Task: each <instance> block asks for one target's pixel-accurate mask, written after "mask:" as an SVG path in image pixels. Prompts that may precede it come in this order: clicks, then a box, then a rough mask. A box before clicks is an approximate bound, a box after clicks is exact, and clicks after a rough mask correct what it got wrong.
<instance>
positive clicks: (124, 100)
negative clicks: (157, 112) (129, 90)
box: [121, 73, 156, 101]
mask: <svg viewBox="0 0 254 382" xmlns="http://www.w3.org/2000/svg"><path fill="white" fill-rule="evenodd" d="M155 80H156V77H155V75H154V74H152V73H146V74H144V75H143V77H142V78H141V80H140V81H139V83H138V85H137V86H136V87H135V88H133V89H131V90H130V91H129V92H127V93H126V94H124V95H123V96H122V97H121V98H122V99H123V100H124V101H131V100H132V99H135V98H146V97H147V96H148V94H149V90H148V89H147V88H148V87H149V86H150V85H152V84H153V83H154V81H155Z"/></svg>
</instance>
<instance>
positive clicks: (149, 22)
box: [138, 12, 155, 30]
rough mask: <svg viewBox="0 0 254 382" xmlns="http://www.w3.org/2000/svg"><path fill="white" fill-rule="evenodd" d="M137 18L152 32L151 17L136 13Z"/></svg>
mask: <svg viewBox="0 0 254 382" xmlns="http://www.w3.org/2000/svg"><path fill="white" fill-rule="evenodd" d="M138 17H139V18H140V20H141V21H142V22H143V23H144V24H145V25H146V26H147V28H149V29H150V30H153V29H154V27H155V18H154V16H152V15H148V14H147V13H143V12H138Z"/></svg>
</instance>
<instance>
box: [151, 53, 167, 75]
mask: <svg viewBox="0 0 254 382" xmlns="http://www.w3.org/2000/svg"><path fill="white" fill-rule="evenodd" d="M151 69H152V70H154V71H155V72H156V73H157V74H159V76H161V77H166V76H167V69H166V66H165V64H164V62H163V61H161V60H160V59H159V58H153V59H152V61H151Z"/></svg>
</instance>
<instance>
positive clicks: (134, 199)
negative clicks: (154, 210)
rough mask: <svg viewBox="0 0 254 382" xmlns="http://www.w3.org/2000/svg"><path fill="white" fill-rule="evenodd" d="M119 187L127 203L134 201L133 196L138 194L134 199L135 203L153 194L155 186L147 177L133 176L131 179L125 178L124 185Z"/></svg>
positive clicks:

-*-*-

■ PROMPT ■
Take the word "negative" and find each line of the material that contains it. Copy those lines.

■ EXERCISE RESPONSE ■
negative clicks: (157, 112) (129, 90)
negative clicks: (154, 210)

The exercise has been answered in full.